→ Exercise text

▽

Actually, I'd go one step further and say that in order to make full use of Prolog you need to understand SLD resolution and definite clauses, otherwise you'll never really get what the hell is going on in there, or why the interpreter works the way it works. To program in Prolog you do need a non-trivial understanding not only of its implementation but also of the substantial theoretical work that led to its implementation as the prototypical logic programming language (e.g. see J. W. Lloyd, Foundations of Logic Programming).
The thing is, there is a lot more going on with Prolog than "here is a language that can be used to control a digital computer". Logic programming is the continuation of the work of the logicians of the early 19th century, the evolution if you like of mathematical logic. It has to be understood in that context- or not at all.
You make the point that there is an operational, or imperative, reading of Prolog code, that must be understood alongside the declarative one. That is correct, in my opinion, but I don't see why it's a problem. For one thing, programmers taught on imperative languages (i.e. the majority) should not really have a problem with the operational semantics of Prolog (e.g. what you see when you trace Prolog code in the four-port tracer, the order in which goals are called, succeed, fail and are retried etc). Understanding the semantics of the cut is maybe not trivial, but again that is a problem only if someone tried to sell you Prolog as an "easy" or "friendly" language; which it isn't.
More importantly, Prolog has its declarative reading also, which is something almost unique to it. So maybe Prolog is not a perfect, pure implementation of the declarative paradigm- so what? Should we throw the baby out with the bathwater and say, hey, Prolog is only 99% declarative, so I'll just stick with Java, which is 0% declarative? That doesn't make much sense! At least not if you somehow want to use declarative programming- if not, then Prolog is not an option anyway.

△

→ Record excerpts
▽

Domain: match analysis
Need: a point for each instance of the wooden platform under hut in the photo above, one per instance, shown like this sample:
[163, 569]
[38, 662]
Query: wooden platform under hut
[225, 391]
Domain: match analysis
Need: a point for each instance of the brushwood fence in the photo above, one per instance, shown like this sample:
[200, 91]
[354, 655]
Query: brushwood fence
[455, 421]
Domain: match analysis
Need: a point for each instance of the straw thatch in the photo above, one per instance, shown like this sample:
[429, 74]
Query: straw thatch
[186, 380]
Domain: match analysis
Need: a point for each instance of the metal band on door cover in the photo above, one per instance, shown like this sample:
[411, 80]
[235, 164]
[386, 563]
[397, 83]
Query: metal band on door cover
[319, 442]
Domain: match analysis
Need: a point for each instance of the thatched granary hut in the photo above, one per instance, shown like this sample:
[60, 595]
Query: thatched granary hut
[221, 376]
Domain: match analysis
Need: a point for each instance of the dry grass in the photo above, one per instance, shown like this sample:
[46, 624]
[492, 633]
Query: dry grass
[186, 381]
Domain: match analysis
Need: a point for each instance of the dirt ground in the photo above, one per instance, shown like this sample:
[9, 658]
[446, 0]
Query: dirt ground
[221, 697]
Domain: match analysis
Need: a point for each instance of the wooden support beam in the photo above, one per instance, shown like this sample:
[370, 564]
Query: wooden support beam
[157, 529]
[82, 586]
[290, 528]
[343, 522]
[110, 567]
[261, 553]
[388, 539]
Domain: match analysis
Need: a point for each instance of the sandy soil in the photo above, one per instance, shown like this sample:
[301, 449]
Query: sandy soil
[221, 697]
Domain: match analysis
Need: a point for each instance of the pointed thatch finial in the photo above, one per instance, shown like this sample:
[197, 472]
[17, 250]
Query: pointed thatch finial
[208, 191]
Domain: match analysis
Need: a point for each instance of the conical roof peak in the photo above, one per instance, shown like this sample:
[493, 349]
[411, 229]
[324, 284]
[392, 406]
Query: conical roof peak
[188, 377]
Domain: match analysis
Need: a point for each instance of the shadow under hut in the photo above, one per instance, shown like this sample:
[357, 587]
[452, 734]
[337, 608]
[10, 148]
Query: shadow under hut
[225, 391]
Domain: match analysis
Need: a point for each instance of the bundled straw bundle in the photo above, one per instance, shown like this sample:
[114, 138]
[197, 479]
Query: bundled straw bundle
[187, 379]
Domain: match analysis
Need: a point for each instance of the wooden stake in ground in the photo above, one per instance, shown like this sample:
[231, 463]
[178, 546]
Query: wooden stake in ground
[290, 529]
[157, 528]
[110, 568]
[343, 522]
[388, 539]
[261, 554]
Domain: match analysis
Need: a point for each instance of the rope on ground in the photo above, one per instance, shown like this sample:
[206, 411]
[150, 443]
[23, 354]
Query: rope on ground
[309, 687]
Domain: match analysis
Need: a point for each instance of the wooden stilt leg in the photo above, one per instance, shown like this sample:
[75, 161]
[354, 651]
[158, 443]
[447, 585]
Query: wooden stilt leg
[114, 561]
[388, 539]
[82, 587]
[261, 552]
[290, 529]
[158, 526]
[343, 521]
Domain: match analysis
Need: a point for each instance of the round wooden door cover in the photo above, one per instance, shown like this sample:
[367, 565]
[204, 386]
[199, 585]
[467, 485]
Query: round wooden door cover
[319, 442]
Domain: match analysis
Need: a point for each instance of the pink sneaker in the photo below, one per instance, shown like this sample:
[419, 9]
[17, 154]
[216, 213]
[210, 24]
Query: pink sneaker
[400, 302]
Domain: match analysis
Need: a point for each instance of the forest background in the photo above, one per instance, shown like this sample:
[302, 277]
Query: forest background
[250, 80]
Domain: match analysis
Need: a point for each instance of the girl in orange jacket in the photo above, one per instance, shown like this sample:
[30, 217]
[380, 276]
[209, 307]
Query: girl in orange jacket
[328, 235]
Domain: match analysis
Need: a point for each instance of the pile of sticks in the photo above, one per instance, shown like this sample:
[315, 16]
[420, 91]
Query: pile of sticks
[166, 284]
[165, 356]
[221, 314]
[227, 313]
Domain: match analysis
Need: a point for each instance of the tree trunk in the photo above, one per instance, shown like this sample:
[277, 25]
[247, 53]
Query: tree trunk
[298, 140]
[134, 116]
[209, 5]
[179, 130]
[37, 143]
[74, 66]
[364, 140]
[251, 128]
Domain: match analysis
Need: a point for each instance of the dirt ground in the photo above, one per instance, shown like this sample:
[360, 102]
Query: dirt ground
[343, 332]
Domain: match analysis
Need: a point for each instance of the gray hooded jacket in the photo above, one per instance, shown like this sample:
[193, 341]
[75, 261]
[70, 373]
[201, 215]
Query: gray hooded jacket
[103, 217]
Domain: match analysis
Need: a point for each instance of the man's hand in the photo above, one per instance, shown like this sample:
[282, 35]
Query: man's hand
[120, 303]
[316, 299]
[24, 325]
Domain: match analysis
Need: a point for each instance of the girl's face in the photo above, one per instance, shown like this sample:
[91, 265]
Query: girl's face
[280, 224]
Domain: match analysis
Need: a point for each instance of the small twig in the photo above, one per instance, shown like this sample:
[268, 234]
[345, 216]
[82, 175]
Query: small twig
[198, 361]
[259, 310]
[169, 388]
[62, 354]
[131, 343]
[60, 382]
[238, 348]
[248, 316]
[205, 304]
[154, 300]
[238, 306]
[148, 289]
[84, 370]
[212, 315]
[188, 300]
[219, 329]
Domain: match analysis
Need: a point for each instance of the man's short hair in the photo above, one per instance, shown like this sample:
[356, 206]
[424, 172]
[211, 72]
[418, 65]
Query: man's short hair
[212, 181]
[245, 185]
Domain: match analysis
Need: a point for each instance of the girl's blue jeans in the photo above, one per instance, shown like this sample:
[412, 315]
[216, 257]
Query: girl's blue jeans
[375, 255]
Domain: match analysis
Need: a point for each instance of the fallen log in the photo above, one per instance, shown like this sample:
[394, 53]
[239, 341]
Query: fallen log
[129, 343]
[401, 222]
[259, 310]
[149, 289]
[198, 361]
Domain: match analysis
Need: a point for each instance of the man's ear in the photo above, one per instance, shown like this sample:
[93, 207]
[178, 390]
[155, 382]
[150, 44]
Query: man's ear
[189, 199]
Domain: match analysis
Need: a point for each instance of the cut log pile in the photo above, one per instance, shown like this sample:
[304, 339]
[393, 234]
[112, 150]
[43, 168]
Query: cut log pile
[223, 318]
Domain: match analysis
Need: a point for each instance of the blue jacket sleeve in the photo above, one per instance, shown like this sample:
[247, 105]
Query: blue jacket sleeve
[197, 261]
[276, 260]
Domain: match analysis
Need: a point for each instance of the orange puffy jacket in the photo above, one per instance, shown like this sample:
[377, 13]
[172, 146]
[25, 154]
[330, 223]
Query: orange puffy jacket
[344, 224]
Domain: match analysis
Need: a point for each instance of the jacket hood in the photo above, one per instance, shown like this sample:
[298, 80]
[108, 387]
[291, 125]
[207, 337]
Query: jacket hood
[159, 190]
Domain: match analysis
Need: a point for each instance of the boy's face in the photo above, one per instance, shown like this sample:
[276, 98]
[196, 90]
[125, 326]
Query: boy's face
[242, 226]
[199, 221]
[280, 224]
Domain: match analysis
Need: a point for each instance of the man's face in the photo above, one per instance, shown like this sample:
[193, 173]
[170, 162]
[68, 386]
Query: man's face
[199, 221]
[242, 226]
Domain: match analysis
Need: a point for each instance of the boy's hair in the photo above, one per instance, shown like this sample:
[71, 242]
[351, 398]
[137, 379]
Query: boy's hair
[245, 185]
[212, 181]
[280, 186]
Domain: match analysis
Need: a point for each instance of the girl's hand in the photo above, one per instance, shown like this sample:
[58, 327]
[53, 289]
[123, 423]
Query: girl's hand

△

→ Work item
Which book does the Prolog text cite for the theoretical work behind Prolog?

→ Written answer
Foundations of Logic Programming, by J. W. Lloyd.